◆ **Task goal**
Repeat the lines of the records below word for word. Begin at the line that has "like x=752, y=663.", and stop after the line that has "x=294, y=185".

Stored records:

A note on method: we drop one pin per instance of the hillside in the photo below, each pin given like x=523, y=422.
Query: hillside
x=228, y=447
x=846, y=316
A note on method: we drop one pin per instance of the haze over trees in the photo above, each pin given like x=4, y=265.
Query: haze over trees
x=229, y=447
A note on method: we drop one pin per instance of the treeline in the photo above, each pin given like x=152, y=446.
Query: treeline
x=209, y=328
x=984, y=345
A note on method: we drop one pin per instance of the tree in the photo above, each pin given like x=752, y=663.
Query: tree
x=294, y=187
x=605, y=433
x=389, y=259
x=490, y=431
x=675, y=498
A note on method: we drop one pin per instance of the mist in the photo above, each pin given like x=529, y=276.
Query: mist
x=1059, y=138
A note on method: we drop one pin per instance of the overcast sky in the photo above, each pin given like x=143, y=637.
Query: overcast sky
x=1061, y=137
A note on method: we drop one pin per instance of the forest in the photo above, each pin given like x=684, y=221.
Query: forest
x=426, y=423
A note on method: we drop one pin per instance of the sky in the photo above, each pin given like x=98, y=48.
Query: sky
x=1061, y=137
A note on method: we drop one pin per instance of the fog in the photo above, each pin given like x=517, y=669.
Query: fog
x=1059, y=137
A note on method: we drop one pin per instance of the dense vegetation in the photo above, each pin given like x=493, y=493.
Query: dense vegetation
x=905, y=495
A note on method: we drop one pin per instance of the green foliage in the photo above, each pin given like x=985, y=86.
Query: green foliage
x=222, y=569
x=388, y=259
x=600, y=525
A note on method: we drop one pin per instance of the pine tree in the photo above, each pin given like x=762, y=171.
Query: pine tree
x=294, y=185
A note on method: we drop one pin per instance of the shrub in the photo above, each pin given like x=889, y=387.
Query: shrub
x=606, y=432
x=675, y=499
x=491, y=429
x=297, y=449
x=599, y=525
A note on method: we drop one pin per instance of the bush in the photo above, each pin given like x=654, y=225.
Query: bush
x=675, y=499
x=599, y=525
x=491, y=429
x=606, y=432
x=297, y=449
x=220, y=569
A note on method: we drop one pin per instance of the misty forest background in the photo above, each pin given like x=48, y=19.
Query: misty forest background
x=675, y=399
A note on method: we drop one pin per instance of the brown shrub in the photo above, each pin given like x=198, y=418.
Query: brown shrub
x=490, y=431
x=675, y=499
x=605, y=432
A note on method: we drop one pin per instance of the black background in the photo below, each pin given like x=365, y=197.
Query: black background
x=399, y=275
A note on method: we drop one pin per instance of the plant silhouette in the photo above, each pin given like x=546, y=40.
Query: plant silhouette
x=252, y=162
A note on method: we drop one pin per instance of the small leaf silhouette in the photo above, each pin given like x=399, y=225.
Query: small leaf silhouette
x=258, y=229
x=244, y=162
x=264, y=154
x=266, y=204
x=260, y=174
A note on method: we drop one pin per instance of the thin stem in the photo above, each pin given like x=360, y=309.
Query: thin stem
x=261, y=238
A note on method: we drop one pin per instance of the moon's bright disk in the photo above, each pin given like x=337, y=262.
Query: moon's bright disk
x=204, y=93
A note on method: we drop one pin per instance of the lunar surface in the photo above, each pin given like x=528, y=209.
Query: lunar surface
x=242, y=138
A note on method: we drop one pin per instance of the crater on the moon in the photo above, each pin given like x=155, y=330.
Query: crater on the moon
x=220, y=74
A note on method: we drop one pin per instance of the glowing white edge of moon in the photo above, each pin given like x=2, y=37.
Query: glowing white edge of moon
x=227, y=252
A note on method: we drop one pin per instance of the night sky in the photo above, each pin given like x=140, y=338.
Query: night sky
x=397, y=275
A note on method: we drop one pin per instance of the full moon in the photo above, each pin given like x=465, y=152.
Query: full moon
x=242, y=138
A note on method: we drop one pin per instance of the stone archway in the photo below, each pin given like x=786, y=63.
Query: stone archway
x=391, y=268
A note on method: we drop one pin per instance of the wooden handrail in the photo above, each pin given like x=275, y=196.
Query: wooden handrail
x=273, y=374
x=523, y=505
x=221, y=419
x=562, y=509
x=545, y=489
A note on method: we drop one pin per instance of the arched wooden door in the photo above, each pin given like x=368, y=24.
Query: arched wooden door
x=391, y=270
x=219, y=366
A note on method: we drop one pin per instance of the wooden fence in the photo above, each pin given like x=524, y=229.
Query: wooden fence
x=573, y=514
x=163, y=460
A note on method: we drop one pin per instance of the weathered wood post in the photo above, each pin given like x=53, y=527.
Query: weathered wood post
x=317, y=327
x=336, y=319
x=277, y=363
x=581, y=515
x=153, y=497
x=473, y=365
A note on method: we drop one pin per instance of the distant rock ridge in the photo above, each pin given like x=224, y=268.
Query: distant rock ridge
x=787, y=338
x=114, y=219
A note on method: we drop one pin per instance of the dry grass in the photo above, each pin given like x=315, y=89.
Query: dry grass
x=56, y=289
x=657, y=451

◆ **Exercise solution**
A note on method: we drop one pin per instance of the tree in the photo above, each pin given like x=752, y=663.
Query: tree
x=294, y=187
x=605, y=433
x=389, y=259
x=490, y=431
x=675, y=498
A note on method: we drop one pin per instance of the mist in the photo above, each pin given like x=529, y=276.
Query: mist
x=1059, y=138
A note on method: we drop one pin per instance of the overcast sky in the photo above, each pin given like x=143, y=637.
Query: overcast sky
x=1061, y=137
A note on method: we drop one pin per instance of the forest in the photo above, each pin given like x=684, y=221.
Query: forest
x=426, y=423
A note on method: we drop one pin per instance of the sky in the photo above, each pin given like x=98, y=48.
Query: sky
x=1061, y=137
A note on method: we drop one pin per instance of the fog in the photo above, each pin given like x=517, y=669.
Query: fog
x=1059, y=137
A note on method: we drop one pin per instance of the dense vegetation in the photo above, each pin given like x=493, y=493.
Query: dense vegetation
x=905, y=495
A note on method: we drop one pin per instance of the green foliage in the photo above, each pin given like x=985, y=86.
Query: green foliage
x=222, y=569
x=388, y=259
x=600, y=525
A note on method: we drop one pin per instance of the pine tree in the photo above, each pin given like x=762, y=171.
Query: pine tree
x=294, y=185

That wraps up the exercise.